DIRECTIONS FOR THIS TASK - Reproduce everything from the line containing "Exercise. Identify every instance of the scarf" down to the end of the entries as a numbered list, with both ends included and blank lines omitted.

== == ==

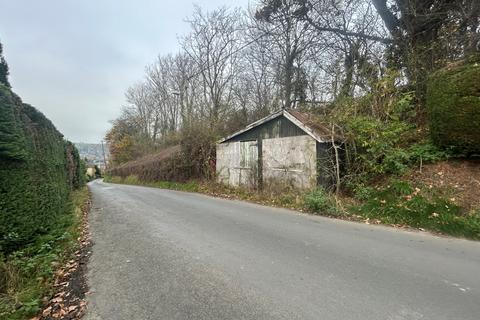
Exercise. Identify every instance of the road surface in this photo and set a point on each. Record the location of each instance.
(162, 254)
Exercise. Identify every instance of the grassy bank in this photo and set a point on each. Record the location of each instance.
(27, 275)
(396, 203)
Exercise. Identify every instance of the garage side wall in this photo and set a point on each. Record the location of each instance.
(290, 160)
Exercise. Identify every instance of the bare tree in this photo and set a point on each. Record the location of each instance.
(213, 46)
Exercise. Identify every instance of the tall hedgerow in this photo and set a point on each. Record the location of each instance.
(453, 101)
(38, 169)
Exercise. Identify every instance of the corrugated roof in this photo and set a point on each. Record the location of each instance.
(305, 121)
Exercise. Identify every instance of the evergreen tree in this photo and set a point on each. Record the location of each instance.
(3, 68)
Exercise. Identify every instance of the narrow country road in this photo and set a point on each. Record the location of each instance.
(162, 254)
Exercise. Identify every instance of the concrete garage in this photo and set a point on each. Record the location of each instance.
(287, 148)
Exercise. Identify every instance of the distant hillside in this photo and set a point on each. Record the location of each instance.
(92, 152)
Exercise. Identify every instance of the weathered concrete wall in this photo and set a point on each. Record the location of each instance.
(232, 167)
(290, 160)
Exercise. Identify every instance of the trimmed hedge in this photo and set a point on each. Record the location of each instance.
(453, 102)
(38, 169)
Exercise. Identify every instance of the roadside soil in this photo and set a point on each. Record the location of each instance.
(69, 299)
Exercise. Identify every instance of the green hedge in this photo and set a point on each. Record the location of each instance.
(453, 102)
(38, 169)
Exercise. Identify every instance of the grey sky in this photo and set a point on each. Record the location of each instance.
(73, 60)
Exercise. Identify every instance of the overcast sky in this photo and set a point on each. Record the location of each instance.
(74, 59)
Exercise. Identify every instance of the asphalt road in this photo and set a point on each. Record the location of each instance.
(161, 254)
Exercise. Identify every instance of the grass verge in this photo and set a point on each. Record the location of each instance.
(397, 204)
(27, 275)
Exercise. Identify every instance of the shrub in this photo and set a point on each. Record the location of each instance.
(320, 201)
(453, 103)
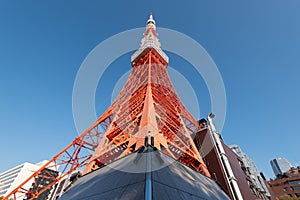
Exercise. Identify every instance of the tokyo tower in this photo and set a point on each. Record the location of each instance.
(147, 116)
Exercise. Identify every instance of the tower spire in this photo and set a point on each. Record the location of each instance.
(150, 40)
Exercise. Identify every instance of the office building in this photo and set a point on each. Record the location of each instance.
(280, 165)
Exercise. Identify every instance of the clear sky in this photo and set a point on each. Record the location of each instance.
(255, 44)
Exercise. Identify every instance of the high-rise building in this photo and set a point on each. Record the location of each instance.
(258, 185)
(280, 165)
(11, 178)
(229, 166)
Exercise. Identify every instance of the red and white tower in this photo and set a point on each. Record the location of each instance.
(148, 107)
(147, 111)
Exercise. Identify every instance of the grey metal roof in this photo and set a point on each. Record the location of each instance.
(170, 180)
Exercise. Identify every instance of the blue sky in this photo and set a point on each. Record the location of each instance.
(255, 45)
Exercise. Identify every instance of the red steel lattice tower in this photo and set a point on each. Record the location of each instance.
(147, 108)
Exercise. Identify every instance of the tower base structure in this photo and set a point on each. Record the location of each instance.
(146, 174)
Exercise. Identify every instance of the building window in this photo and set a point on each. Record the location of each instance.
(296, 187)
(294, 182)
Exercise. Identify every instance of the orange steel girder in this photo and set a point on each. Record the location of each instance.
(148, 106)
(74, 157)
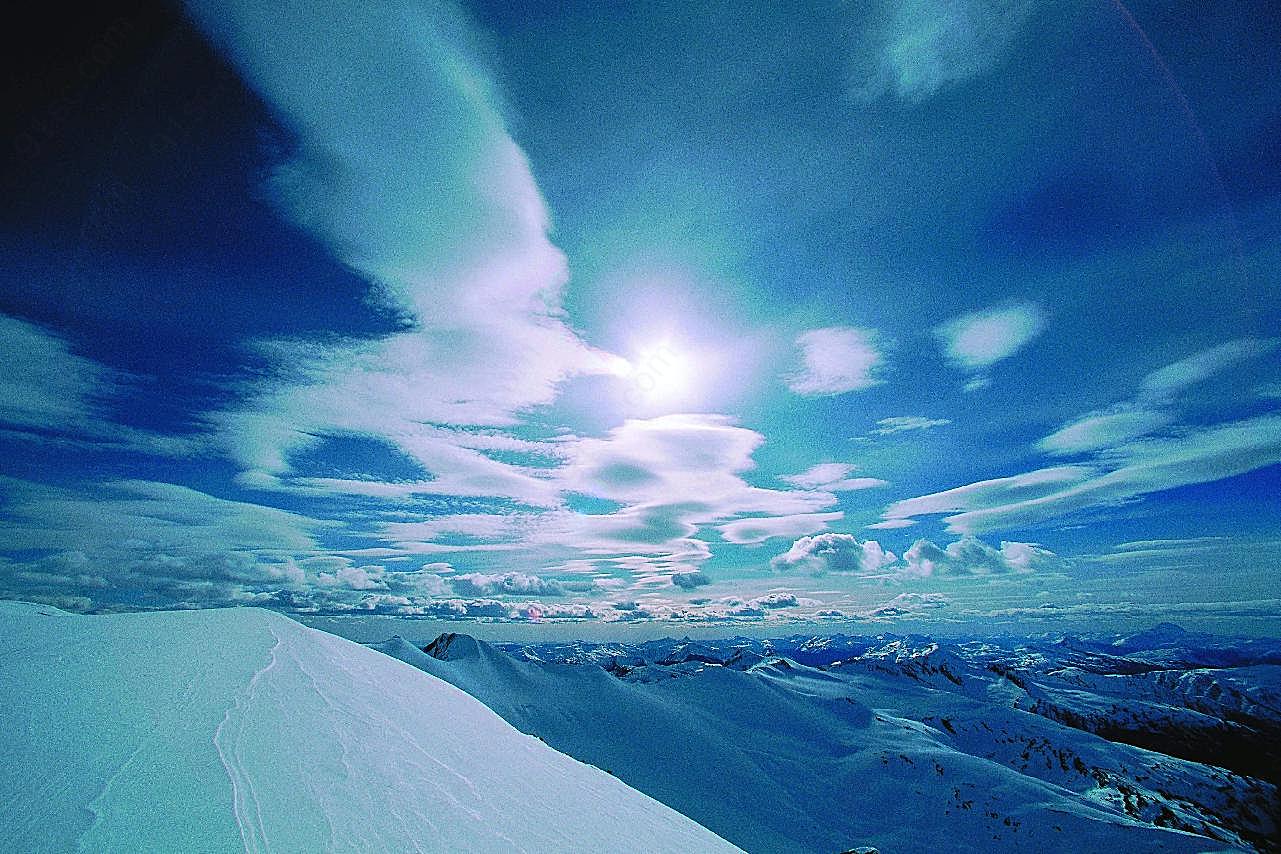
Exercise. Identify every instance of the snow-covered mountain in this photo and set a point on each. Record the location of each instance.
(240, 730)
(905, 743)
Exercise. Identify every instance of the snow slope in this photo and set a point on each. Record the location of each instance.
(782, 757)
(242, 730)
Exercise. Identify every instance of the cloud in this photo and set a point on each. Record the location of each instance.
(689, 580)
(833, 476)
(1103, 430)
(976, 341)
(410, 177)
(970, 556)
(747, 531)
(906, 423)
(834, 553)
(912, 49)
(1145, 414)
(44, 384)
(1127, 471)
(967, 556)
(774, 601)
(1170, 380)
(988, 493)
(478, 584)
(153, 544)
(837, 360)
(910, 604)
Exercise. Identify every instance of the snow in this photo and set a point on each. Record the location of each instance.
(242, 730)
(916, 748)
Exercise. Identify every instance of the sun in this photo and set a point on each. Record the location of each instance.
(661, 373)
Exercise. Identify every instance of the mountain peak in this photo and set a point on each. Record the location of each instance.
(454, 645)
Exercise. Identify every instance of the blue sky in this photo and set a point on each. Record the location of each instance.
(701, 313)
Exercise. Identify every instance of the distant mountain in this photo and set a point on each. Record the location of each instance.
(240, 730)
(910, 744)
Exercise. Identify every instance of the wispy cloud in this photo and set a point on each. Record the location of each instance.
(978, 341)
(913, 49)
(834, 553)
(1150, 409)
(832, 476)
(1170, 380)
(837, 360)
(411, 178)
(1103, 430)
(748, 531)
(907, 423)
(1126, 471)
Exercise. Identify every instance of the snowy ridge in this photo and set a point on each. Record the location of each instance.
(825, 744)
(240, 730)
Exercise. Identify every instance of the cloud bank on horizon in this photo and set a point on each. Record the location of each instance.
(864, 354)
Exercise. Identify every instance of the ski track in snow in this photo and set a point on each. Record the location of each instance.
(252, 832)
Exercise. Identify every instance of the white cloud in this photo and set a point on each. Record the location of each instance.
(1147, 412)
(689, 579)
(1194, 455)
(1103, 430)
(912, 49)
(478, 584)
(833, 476)
(989, 493)
(905, 423)
(910, 604)
(747, 531)
(837, 360)
(1170, 380)
(44, 384)
(970, 556)
(834, 553)
(979, 339)
(410, 177)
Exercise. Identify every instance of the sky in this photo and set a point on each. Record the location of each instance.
(718, 314)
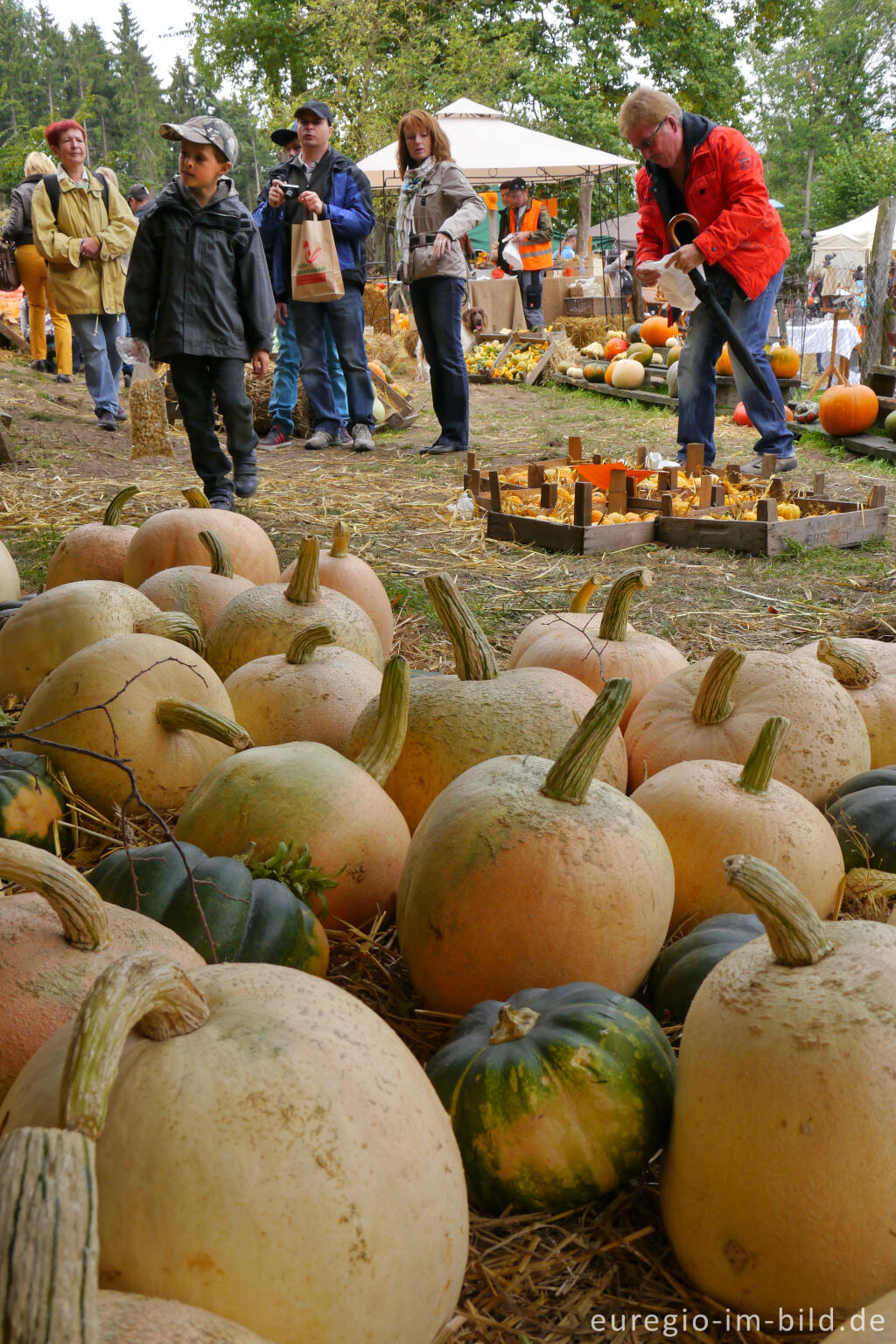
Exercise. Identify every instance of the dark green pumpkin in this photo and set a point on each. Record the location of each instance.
(32, 802)
(248, 920)
(863, 814)
(682, 967)
(556, 1097)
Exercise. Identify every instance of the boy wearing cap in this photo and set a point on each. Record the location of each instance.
(326, 185)
(199, 295)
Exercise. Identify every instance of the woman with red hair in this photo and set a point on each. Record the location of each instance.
(82, 226)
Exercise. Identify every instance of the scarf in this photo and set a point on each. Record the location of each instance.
(414, 179)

== == ==

EXPECTED ANSWER -
1. Exercise. Identify every instance of the scarf in this photo and set a point on each. Record the location of each instance.
2. (414, 179)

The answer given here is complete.